#### [Exercise prompt]
Quote the rows below verbatim, starting at the first row and ending at the line that contains "x=576 y=207", with both of those lines included.

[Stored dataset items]

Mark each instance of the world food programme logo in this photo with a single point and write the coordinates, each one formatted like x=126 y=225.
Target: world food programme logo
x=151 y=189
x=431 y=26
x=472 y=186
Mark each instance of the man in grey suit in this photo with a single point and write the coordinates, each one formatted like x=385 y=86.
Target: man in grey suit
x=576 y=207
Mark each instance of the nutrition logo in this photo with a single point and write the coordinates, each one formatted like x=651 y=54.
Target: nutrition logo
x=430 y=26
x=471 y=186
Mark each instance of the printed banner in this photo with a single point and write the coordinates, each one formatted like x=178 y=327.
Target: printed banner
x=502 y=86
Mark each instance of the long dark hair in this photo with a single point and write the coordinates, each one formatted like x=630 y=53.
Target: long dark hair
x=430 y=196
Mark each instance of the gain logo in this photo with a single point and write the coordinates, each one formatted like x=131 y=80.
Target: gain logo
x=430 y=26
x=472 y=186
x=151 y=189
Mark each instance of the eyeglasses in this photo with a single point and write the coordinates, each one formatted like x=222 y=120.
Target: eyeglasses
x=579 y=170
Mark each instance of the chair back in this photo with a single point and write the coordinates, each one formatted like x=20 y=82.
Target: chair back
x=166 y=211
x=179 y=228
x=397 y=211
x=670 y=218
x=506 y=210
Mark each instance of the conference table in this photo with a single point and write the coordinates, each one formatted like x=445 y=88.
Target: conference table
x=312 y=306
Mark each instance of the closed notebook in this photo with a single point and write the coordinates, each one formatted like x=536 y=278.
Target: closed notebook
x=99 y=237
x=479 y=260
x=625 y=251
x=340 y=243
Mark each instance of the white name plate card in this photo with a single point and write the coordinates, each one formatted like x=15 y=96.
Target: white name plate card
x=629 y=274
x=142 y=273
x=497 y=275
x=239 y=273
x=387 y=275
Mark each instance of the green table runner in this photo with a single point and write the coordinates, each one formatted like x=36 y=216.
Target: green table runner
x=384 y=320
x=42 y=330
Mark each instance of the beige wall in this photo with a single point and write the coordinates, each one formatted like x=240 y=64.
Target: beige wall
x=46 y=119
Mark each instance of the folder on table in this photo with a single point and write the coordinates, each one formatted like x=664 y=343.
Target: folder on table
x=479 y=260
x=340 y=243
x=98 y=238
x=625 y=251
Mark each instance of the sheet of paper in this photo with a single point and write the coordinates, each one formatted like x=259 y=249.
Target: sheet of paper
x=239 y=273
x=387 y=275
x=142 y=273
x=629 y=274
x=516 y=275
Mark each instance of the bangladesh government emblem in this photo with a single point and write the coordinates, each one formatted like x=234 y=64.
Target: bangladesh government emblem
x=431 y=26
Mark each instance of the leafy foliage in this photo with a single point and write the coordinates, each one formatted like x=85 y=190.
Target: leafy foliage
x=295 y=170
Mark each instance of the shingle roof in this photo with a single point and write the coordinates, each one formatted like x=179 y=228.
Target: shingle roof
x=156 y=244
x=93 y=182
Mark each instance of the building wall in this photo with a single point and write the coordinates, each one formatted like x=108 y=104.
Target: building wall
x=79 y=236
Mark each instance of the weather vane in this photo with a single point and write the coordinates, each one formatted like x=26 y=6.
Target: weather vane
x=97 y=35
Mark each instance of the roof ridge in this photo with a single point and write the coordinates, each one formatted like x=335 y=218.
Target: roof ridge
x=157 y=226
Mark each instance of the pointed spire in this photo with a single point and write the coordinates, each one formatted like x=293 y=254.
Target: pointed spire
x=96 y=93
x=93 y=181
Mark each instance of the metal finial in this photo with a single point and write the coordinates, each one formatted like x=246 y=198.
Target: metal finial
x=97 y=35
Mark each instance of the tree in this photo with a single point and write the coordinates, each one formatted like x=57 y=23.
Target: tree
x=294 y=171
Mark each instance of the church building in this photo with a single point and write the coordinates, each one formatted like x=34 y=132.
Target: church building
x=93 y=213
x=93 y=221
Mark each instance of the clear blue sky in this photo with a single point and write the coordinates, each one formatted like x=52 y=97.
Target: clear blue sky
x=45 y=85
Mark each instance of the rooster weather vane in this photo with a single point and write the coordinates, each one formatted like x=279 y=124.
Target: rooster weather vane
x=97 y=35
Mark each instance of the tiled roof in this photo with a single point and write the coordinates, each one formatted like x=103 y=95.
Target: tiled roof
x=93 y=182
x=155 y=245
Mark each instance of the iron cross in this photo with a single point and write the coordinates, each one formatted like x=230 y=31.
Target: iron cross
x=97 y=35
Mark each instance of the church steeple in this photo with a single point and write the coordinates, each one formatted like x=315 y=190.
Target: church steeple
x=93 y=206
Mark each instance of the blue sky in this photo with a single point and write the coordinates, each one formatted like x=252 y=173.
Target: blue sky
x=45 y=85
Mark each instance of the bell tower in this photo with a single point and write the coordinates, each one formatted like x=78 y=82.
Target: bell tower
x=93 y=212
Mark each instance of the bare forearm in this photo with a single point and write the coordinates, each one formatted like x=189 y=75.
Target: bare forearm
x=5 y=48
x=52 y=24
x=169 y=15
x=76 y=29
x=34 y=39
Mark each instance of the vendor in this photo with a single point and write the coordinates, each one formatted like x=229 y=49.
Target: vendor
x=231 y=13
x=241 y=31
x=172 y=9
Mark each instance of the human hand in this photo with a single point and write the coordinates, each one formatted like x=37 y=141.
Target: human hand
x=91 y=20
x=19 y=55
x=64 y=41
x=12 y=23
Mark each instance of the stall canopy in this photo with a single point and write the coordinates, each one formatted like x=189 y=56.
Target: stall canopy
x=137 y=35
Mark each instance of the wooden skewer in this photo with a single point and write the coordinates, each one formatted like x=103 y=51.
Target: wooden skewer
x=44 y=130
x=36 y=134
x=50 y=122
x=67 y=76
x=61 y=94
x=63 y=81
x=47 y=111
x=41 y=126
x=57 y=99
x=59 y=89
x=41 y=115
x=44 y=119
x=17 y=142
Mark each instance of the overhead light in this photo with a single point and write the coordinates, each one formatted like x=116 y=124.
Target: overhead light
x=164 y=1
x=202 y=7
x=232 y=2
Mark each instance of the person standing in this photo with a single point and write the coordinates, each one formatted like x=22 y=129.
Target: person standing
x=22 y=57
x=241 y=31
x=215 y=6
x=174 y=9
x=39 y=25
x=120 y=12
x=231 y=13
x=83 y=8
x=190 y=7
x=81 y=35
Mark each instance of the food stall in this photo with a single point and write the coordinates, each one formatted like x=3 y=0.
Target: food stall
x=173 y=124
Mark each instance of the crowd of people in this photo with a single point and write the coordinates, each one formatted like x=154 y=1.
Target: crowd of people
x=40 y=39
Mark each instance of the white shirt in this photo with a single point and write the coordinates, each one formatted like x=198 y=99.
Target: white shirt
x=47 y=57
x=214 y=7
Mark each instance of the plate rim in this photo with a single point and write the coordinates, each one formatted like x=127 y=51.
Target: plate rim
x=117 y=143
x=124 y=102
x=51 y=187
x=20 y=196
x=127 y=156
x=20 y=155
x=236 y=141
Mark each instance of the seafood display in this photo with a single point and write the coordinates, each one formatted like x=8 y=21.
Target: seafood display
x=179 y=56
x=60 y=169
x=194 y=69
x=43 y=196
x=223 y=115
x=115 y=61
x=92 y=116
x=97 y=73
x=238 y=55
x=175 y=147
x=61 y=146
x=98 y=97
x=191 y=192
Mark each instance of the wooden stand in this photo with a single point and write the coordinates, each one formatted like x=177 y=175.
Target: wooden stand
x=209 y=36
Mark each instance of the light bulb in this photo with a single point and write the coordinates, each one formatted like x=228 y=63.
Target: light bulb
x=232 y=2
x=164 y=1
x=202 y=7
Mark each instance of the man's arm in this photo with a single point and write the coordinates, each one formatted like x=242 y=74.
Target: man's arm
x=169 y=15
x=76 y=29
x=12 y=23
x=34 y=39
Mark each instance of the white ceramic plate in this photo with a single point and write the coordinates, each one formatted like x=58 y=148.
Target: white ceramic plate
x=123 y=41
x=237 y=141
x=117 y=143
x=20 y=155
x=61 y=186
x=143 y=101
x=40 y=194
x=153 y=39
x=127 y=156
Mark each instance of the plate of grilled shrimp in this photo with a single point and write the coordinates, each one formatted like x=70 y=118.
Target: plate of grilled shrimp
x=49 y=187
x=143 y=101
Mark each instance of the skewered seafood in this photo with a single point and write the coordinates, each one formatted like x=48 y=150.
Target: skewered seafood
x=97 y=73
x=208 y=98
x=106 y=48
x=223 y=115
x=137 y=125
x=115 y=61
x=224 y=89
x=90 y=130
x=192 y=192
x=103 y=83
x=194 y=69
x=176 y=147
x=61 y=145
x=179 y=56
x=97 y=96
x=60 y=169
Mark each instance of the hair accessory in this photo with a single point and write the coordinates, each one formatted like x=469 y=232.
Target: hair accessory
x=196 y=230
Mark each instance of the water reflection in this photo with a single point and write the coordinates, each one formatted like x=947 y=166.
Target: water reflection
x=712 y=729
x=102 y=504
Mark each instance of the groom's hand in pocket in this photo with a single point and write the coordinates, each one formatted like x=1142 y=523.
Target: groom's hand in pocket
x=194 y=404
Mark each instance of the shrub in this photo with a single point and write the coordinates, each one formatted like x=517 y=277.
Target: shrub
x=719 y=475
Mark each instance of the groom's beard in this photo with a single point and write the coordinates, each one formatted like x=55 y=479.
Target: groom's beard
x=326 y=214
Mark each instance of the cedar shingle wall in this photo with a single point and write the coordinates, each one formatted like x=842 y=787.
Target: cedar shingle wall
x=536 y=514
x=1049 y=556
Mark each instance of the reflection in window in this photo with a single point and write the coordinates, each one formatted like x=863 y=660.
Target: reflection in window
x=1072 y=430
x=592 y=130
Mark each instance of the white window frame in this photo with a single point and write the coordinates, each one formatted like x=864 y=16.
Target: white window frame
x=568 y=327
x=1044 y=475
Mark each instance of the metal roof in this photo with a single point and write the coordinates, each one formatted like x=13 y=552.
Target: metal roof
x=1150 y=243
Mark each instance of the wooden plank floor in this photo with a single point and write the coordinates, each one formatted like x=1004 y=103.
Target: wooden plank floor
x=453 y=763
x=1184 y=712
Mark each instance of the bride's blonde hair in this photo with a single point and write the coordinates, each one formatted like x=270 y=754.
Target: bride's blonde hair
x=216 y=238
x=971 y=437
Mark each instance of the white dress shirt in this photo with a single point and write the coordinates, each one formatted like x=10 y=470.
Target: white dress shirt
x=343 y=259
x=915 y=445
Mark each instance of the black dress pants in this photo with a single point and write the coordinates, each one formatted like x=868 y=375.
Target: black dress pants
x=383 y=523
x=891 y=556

#### [Exercise response]
Mark each instance of the world food programme logo in this photo with a single point and write the coordinates, each one formatted like x=126 y=225.
Target: world food programme logo
x=151 y=189
x=431 y=26
x=472 y=186
Mark each instance of the man in grey suit in this photo with a single point and write the coordinates, each one formatted like x=385 y=86.
Target: man in grey suit
x=576 y=207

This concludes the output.